→ **Problem**: Scan the records for the word "head". Return each line where it is found.

→ **Provided data**:
——————

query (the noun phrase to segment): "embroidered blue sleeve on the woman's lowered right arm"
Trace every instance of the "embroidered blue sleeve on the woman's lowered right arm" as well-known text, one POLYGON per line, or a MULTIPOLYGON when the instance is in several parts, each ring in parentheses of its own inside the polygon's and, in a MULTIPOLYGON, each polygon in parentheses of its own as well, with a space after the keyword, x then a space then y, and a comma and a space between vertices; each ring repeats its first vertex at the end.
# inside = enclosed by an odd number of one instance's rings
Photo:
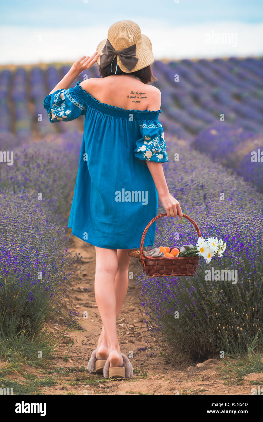
POLYGON ((142 161, 168 162, 163 127, 157 121, 138 121, 141 139, 136 141, 135 157, 142 161))

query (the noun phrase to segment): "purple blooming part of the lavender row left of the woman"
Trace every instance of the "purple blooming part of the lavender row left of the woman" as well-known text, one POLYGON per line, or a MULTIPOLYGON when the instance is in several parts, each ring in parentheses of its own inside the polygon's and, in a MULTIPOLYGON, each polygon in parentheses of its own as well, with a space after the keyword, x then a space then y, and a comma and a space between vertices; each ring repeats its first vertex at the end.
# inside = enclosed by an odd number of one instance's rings
POLYGON ((6 276, 28 293, 38 284, 50 297, 68 280, 66 215, 80 144, 79 133, 74 142, 58 135, 16 148, 13 165, 1 164, 0 295, 6 276))

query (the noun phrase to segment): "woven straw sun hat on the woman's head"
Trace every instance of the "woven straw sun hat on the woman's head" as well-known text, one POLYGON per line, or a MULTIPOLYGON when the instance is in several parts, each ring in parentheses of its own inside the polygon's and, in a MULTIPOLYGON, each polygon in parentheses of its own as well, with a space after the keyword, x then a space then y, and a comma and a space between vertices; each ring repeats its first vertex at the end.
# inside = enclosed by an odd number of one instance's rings
POLYGON ((125 73, 136 72, 154 62, 151 41, 141 33, 139 25, 129 20, 112 24, 108 38, 99 43, 96 51, 101 53, 97 60, 101 67, 117 56, 117 65, 125 73))

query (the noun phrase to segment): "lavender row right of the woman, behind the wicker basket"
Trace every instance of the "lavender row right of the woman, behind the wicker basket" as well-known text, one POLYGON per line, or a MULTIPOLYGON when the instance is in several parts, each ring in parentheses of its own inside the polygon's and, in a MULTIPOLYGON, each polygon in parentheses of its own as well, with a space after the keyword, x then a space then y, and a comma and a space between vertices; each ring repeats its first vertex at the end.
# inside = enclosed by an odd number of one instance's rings
MULTIPOLYGON (((195 359, 217 355, 218 349, 246 354, 253 341, 257 347, 263 344, 263 195, 207 155, 168 135, 166 139, 165 178, 171 195, 204 238, 222 238, 227 249, 209 265, 200 260, 193 277, 139 277, 149 329, 158 330, 174 353, 195 359), (213 279, 213 270, 233 271, 237 279, 213 279)), ((187 220, 164 217, 157 222, 155 246, 195 245, 197 240, 187 220)))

——————

→ **Result**:
query (the noun phrase to segment): "woven straw sun hat on the woman's head"
Trace every instance of the "woven straw sun hat on the woman's head" as well-known text, one POLYGON per line, or a MULTIPOLYGON when the instance is in several parts, each ring in parentheses of its own inside the polygon's and, in a MULTIPOLYGON, each polygon in parentheses of its own as well, with a space after the keyword, x then a space then y, and a comma and a space between vertices; each ring repeats its first vertex at the end.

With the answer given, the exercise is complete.